Records contained in a dataset:

— START —

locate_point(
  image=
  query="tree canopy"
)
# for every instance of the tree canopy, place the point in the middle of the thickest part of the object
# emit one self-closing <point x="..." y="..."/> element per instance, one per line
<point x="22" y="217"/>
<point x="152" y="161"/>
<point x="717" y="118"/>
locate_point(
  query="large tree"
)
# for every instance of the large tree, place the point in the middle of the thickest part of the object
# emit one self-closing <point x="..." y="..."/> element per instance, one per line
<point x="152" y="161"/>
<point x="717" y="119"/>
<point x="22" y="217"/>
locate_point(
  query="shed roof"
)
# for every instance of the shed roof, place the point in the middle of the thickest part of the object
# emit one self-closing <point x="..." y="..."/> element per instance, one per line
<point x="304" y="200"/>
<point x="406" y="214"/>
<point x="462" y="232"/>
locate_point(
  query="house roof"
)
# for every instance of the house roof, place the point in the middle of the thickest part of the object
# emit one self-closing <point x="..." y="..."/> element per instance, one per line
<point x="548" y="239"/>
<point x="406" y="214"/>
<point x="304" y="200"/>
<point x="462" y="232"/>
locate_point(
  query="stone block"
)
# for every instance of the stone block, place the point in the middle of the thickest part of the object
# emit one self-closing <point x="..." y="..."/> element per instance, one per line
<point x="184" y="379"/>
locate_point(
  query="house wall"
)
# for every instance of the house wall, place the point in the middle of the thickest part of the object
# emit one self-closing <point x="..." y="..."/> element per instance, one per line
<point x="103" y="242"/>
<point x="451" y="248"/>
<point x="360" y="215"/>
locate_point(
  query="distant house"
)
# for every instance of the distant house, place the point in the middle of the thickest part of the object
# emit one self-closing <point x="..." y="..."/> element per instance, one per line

— END —

TASK TO CARRY OUT: Every entry should be output exactly as written, please.

WRITTEN SOLUTION:
locate_point(
  image=
  query="tree canopy"
)
# for every instance of the tree canopy, place the point in the middle of the thickest part of the object
# emit one self-closing <point x="..." y="..."/> element per instance, one per line
<point x="22" y="217"/>
<point x="152" y="161"/>
<point x="717" y="118"/>
locate_point(
  query="large tree"
)
# for every instance of the large tree, place the point in the middle of the thickest part of the object
# emit one self-closing <point x="..." y="..."/> element per instance, one per line
<point x="152" y="161"/>
<point x="717" y="119"/>
<point x="22" y="217"/>
locate_point(
  query="shed roof"
)
# for every instance of the shed roof, place the point in the middle of the thickest part of the object
# emit one self-closing <point x="..." y="..."/> element per instance, one per line
<point x="304" y="200"/>
<point x="406" y="214"/>
<point x="462" y="232"/>
locate_point(
  query="house roof"
)
# for every instance of the house roof, place the point in the middle of the thickest part of the object
# emit one self-closing <point x="..." y="..."/> element per instance, one per line
<point x="548" y="239"/>
<point x="406" y="214"/>
<point x="304" y="200"/>
<point x="462" y="232"/>
locate_point(
  query="stone block"
)
# for every instance of the stone block, place the point in the middle of the thickest part of the object
# emit one self-closing <point x="..." y="..."/> element per instance, one per line
<point x="184" y="379"/>
locate_point(
  query="house wall"
)
# for every instance of the house wall, place the point in the middle of the thickest part of the object
# emit one self-closing <point x="..." y="..."/> element per instance, one per line
<point x="103" y="242"/>
<point x="451" y="248"/>
<point x="360" y="215"/>
locate_point(
  query="distant house"
)
# for every instance of the distant house, place the point in the middle of the thickest part of the object
# emit one self-closing <point x="..." y="..."/> element per instance, one per line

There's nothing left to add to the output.